* TASK TO COMPLETE *
Below are entries. Copy exactly the lines running from the line that holds "the man's eyebrow, locate" to the line that holds "woman's eyebrow, locate", with both ends included.

=== DATA EXCERPTS ===

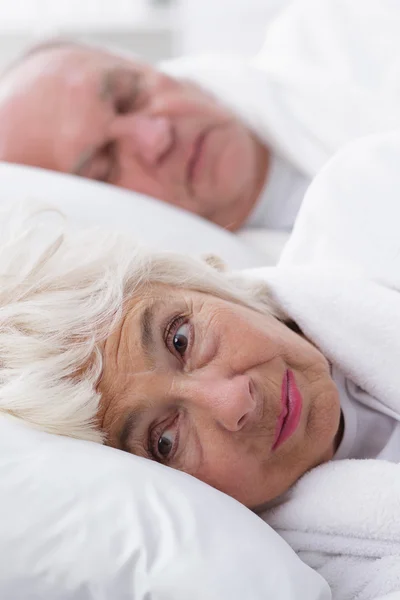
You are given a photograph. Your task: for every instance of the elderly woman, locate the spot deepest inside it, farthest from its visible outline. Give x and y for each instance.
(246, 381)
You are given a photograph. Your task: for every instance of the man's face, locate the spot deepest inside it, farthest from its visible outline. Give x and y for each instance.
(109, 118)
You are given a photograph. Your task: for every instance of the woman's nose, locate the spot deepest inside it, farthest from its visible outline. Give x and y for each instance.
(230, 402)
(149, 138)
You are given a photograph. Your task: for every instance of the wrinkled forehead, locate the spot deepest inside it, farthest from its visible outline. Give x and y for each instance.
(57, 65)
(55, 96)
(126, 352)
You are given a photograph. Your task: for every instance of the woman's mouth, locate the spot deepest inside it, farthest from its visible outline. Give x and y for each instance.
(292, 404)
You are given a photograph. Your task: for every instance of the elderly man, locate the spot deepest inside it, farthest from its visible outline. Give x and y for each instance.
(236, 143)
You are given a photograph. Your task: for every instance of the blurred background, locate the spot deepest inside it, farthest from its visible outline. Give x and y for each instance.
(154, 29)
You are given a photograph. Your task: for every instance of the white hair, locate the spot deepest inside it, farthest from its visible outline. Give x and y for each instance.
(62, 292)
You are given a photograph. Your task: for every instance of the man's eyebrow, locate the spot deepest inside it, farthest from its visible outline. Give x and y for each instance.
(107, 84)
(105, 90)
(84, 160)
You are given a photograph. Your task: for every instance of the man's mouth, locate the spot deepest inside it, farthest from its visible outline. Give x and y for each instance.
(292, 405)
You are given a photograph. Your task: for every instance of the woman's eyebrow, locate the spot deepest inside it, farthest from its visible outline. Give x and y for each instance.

===
=== DATA EXCERPTS ===

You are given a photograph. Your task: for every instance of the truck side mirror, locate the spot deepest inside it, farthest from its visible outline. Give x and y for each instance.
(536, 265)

===

* EXPECTED ANSWER *
You are given a photograph. Your task: for every instance of the man's eyebrow, locate the spot deepest inside it, farthest from its visible outline. Give x and y for each instance.
(107, 84)
(105, 90)
(84, 160)
You are given a photograph. Your task: for every instance of the man's mouth, locate the spot deepest inside it, farthest from its visible outline. Give x and y for each instance.
(292, 405)
You are given a photograph. Your task: for every instance of the woman's eyebrow, locate the spot deepest inside it, farthest from its visible outline. Give x and y for each instance.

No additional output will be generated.